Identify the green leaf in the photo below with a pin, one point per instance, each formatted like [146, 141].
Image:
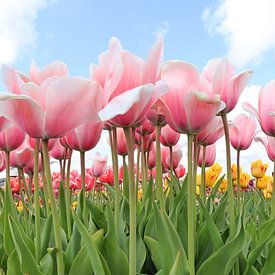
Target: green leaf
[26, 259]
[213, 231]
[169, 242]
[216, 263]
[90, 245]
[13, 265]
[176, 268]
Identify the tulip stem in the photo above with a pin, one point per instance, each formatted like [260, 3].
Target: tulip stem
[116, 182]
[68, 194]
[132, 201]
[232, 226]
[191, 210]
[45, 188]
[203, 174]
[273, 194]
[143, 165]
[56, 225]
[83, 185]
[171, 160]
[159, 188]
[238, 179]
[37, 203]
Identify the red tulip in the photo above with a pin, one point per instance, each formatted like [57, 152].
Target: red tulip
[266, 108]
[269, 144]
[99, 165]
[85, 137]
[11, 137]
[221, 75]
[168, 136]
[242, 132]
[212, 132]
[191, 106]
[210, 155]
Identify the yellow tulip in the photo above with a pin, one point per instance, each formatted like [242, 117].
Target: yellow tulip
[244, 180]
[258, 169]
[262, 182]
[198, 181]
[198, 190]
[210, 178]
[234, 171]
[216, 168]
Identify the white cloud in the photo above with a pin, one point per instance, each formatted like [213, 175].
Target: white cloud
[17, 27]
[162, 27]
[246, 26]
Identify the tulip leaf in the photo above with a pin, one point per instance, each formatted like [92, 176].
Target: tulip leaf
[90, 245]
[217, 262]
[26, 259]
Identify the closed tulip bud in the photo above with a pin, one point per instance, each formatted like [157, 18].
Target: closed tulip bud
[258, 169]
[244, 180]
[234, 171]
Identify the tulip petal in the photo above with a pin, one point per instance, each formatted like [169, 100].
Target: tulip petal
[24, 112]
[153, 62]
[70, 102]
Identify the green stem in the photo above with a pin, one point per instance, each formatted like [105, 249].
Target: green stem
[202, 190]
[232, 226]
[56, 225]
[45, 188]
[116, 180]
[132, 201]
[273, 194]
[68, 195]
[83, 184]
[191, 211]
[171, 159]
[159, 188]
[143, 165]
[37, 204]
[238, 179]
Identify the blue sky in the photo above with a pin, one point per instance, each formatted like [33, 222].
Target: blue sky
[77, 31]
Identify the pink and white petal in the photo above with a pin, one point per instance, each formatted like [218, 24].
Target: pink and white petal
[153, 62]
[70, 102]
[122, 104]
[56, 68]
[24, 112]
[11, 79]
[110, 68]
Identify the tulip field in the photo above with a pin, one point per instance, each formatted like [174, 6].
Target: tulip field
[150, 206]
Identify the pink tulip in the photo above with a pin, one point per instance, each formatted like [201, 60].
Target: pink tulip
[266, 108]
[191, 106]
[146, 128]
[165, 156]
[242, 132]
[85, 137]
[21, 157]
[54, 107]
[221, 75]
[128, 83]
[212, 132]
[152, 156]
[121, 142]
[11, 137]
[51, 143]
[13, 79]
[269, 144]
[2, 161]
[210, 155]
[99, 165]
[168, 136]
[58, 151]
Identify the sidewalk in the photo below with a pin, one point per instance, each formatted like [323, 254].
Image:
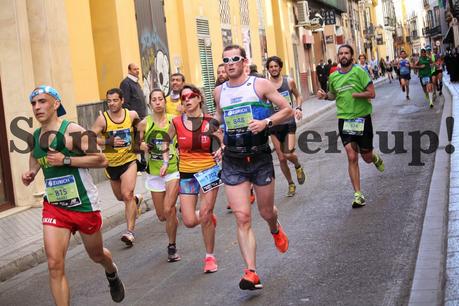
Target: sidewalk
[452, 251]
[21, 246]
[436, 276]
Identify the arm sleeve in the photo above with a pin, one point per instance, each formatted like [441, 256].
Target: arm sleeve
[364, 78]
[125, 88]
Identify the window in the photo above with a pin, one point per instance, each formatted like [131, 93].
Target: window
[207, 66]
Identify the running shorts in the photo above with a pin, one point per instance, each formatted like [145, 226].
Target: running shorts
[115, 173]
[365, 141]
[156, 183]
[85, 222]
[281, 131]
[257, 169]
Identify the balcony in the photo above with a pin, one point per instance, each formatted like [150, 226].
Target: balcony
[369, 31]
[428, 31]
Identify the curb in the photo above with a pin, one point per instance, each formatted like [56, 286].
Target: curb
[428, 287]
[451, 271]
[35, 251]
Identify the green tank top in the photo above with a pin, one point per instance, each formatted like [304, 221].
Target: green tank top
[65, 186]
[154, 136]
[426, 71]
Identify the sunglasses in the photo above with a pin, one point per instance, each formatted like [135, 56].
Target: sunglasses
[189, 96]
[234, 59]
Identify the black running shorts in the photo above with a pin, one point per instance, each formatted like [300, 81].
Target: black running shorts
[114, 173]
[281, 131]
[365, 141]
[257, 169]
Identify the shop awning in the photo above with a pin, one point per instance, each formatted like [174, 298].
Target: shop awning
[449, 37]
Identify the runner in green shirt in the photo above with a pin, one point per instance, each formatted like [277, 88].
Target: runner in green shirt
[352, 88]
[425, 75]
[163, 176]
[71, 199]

------------------------------------------------

* _WORK ITEM_: Where the word "below" shows up in a line of the entries above, count that line; the answer is the total alone.

* _RESPONSE TO THE EXERCISE_: 2